— Start of Material provided —
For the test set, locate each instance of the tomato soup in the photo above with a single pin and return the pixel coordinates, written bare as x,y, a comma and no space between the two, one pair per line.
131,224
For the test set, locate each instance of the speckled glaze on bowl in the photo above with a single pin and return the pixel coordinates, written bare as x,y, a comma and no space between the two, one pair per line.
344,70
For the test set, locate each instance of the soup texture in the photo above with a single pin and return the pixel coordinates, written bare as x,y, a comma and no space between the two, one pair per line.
— End of Material provided —
— Start of Material provided —
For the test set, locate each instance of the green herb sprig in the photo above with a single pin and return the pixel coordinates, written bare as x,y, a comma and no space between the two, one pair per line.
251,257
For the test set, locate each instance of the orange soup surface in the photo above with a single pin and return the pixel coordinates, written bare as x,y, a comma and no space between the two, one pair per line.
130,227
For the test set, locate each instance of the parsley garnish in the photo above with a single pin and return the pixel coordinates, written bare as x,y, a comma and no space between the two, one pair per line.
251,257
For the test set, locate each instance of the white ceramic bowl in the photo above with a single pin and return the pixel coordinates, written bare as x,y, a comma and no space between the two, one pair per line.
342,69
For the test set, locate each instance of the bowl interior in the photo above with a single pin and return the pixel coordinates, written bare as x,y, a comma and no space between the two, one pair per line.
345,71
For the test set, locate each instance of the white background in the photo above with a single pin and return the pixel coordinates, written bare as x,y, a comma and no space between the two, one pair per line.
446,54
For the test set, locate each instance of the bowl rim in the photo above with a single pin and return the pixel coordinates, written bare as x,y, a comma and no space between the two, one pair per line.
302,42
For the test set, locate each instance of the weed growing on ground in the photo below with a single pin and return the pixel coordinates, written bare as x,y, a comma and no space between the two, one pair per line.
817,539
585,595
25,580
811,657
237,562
— End of Material provided —
Task brief
Reproduce word for word everything in the records from the line containing "For the test set, locate each instance of the tomato" down to the line containing "For the test set, locate each instance of the soup", both of those lines included.

Exercise output
For the test set, locate each instance of the tomato soup in the photo above with a single pin and return the pixel coordinates, written bare as x,y, a comma and no space between the two, one pair per line.
131,224
For the test set, locate each instance of the speckled glaze on bowl in the photo above with a single pin and return the pixel coordinates, written bare as x,y, a comma and no space between the two, one pair per line.
344,70
For the test set, locate each instance of the soup texture in the photo above with a single pin and return the pixel coordinates, written bare as x,y, a comma and no space between the two, one pair per line.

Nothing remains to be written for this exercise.